__Exercise task 1__
Write out the entries again from the line with "find gold ring" up to and including the final line of the entries, keeping the requests and format lines unchanged. Multiply every coordinate in the answers by 0.75, rounding to whole numbers with halves going up.

__Document__
------------
What is the relationship between sexual and other kinds of politics? Few societies have posed this puzzle as urgently, or as disturbingly, as Nazi Germany. What exactly were Nazism's sexual politics? Were they repressive for everyone, or were some individuals and groups given sexual license while others were persecuted, tormented, and killed? How do we make sense of the evolution of postwar interpretations of Nazism's sexual politics? What do we make of the fact that scholars from the 1960s to the present have routinely asserted that the Third Reich was "sex-hostile"?
In response to these and other questions, Sex after Fascism fundamentally reconceives central topics in twentieth-century German history. Among other things, it changes the way we understand the immense popular appeal of the Nazi regime and the nature of antisemitism, the role of Christianity in the consolidation of postfascist conservatism in the West, the countercultural rebellions of the 1960s-1970s, as well as the negotiations between government and citizenry under East German communism. Beginning with a new interpretation of the Third Reich's sexual politics and ending with the revisions of Germany's past facilitated by communism's collapse, Sex after Fascism examines the intimately intertwined histories of capitalism and communism, pleasure and state policies, religious renewal and secularizing trends.
A history of sexual attitudes and practices in twentieth-century Germany, investigating such issues as contraception, pornography, and theories of sexual orientation, Sex after Fascism also demonstrates how Germans made sexuality a key site for managing the memory and legacies of Nazism and the Holocaust.
------------
__Data section__

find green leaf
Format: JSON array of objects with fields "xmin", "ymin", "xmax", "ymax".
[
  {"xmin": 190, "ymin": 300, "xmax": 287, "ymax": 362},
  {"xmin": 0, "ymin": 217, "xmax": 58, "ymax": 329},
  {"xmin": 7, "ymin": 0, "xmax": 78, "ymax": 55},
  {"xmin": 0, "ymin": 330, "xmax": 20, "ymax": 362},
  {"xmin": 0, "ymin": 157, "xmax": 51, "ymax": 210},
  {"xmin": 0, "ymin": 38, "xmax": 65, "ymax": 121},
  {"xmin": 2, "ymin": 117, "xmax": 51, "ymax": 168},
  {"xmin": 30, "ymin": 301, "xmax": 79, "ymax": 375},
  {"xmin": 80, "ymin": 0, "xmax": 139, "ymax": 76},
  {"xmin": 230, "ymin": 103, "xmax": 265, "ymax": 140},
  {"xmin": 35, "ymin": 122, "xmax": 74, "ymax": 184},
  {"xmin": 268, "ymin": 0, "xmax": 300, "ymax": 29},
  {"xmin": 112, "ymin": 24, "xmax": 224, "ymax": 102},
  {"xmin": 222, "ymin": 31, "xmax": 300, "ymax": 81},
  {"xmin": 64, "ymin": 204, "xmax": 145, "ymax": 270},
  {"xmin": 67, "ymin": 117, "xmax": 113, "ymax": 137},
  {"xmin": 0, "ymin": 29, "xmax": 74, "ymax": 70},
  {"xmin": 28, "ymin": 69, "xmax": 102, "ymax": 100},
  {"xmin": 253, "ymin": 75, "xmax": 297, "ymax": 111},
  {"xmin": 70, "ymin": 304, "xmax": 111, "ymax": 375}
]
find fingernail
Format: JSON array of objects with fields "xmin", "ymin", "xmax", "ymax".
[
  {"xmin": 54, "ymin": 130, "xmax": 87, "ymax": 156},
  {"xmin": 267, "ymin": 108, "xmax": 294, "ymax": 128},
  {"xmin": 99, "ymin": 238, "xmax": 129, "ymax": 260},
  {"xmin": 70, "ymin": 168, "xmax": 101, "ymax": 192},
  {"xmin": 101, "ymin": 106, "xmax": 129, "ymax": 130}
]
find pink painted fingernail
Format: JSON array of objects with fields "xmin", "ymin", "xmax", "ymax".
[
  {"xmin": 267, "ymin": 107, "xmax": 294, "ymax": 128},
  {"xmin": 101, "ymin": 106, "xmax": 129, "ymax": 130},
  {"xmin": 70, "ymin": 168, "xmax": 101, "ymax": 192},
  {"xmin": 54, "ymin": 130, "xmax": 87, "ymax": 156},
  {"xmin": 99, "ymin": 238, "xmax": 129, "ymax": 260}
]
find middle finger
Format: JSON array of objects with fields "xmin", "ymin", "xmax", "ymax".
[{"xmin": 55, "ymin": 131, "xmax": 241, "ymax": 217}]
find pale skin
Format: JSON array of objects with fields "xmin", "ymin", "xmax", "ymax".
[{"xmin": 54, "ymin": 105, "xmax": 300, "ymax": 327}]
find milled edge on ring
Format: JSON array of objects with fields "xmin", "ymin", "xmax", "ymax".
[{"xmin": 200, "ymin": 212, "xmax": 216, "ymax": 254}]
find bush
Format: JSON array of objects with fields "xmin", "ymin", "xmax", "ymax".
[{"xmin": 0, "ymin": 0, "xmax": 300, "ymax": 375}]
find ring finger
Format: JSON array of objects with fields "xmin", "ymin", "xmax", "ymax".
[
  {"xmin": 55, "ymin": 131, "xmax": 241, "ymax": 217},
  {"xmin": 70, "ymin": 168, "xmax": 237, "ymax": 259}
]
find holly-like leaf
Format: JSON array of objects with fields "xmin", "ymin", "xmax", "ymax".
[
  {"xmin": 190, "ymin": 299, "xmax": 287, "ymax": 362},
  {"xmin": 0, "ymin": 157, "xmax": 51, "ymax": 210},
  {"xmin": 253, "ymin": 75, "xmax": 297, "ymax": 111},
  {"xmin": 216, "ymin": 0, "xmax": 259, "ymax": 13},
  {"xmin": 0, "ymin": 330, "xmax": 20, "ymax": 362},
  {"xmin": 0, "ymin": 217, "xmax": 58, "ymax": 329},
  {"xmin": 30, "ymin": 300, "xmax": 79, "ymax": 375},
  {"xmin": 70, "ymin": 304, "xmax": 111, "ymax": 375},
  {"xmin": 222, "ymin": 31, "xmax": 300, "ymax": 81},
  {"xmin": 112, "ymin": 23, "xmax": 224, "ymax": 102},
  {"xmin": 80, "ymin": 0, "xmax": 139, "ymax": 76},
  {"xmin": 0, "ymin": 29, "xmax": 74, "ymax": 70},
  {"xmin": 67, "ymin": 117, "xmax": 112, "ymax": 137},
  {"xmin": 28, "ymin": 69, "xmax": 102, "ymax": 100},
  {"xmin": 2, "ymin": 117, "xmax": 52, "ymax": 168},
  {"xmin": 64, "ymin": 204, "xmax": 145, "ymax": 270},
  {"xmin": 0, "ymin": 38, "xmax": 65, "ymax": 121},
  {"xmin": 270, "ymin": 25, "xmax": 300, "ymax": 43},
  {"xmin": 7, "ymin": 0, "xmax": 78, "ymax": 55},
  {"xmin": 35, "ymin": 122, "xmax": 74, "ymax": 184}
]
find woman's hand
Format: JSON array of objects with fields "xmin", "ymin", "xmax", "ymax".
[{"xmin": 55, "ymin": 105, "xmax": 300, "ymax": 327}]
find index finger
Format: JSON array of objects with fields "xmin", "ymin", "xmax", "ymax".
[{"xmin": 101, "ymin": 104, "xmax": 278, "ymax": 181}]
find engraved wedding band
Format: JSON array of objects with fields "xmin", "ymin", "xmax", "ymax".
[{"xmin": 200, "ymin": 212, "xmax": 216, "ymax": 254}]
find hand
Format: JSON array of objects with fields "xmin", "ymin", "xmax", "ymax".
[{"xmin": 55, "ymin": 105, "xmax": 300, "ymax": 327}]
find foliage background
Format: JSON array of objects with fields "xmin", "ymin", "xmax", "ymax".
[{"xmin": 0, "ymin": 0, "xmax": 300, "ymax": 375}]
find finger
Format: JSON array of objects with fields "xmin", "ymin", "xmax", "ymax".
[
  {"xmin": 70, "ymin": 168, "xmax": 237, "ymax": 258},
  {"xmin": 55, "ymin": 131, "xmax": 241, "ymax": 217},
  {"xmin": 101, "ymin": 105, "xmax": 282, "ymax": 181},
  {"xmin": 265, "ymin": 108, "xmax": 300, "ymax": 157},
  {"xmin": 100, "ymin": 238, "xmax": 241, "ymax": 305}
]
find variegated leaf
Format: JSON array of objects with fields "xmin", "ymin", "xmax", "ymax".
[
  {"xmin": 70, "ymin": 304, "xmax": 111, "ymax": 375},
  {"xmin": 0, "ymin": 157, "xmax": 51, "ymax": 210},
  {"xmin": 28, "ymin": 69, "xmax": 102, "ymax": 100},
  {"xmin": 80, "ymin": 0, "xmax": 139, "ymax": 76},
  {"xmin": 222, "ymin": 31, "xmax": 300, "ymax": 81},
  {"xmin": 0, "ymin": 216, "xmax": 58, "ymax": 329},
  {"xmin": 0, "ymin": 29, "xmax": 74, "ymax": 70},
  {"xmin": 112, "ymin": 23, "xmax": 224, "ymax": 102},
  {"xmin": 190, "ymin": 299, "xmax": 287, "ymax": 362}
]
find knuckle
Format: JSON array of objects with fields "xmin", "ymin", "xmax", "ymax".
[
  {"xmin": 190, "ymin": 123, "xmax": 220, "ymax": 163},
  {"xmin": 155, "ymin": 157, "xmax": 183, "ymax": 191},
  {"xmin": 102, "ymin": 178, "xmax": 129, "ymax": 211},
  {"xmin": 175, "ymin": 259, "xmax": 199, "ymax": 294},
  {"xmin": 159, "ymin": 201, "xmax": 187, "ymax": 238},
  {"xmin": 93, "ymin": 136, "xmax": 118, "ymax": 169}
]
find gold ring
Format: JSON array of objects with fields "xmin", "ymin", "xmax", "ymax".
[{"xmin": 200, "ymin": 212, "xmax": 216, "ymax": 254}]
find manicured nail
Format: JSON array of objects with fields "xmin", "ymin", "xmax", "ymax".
------------
__Exercise task 2__
Shorten the paragraph of the book description that begins "In response to these and other questions" into a brief list that keeps its main facts.

__Finished answer 1__
find gold ring
Format: JSON array of objects with fields "xmin", "ymin", "xmax", "ymax".
[{"xmin": 150, "ymin": 159, "xmax": 162, "ymax": 191}]
find manicured nail
Format: JSON array of objects with fields "xmin", "ymin", "xmax", "ymax".

__Finished answer 2__
Sex after Fascism reconceives central topics in twentieth-century German history, changing how we understand:
- the Nazi regime's immense popular appeal and the nature of antisemitism
- Christianity's role in consolidating postfascist conservatism in the West
- the countercultural rebellions of the 1960s-1970s
- negotiations between government and citizenry under East German communism

The book starts with a new interpretation of the Third Reich's sexual politics. It ends with the revisions of Germany's past that communism's collapse made possible. Along the way it examines the intertwined histories of:
- capitalism and communism
- pleasure and state policies
- religious renewal and secularizing trends